Entries
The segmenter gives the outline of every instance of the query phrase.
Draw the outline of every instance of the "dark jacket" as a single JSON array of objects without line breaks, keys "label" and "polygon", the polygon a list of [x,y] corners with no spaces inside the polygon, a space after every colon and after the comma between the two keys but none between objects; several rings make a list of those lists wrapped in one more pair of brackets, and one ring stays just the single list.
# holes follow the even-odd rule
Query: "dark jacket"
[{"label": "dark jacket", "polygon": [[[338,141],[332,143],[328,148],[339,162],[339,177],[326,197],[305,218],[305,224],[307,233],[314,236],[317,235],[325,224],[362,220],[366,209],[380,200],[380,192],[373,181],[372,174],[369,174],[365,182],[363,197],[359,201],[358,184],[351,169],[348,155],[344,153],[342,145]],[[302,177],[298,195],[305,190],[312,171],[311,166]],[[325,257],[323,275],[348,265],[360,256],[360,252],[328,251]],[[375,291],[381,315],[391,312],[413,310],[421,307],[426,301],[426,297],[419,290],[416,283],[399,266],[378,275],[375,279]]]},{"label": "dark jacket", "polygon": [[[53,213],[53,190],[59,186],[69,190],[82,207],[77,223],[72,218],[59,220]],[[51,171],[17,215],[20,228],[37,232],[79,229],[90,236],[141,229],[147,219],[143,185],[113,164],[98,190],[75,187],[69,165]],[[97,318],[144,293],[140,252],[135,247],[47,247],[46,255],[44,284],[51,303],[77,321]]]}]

What you should do
Reproduce the full listing exactly.

Solution for this problem
The segmenter gives the outline of every instance of the query phrase.
Draw the outline of every instance of the "dark jacket" as a single JSON array of objects without line breaks, keys "label" and "polygon", the polygon a list of [x,y] corners with no spaces inside the polygon, a space after every colon and after the comma between the two keys but none between objects; several rings make a list of those lists wrapped in one more pair of brackets, and one ring stays just the single list.
# holes follow the even-odd rule
Query: "dark jacket"
[{"label": "dark jacket", "polygon": [[[338,141],[332,143],[328,148],[339,162],[339,177],[326,197],[305,218],[305,224],[307,233],[314,236],[317,235],[325,224],[362,220],[366,209],[380,200],[380,192],[373,181],[372,174],[369,174],[365,182],[363,197],[359,201],[358,184],[351,169],[348,155],[344,153],[342,145]],[[302,177],[298,195],[305,190],[312,171],[311,166]],[[325,257],[323,275],[348,265],[360,256],[360,252],[328,251]],[[375,291],[381,315],[391,312],[413,310],[421,307],[426,301],[426,297],[419,290],[416,283],[399,266],[378,275],[375,279]]]},{"label": "dark jacket", "polygon": [[[53,213],[53,190],[59,186],[69,190],[82,207],[77,223],[72,218],[59,220]],[[51,171],[17,215],[20,228],[37,232],[79,229],[90,236],[141,229],[147,219],[143,185],[113,164],[98,190],[75,187],[69,165]],[[97,318],[144,293],[140,252],[135,247],[47,247],[46,255],[44,284],[51,303],[77,321]]]}]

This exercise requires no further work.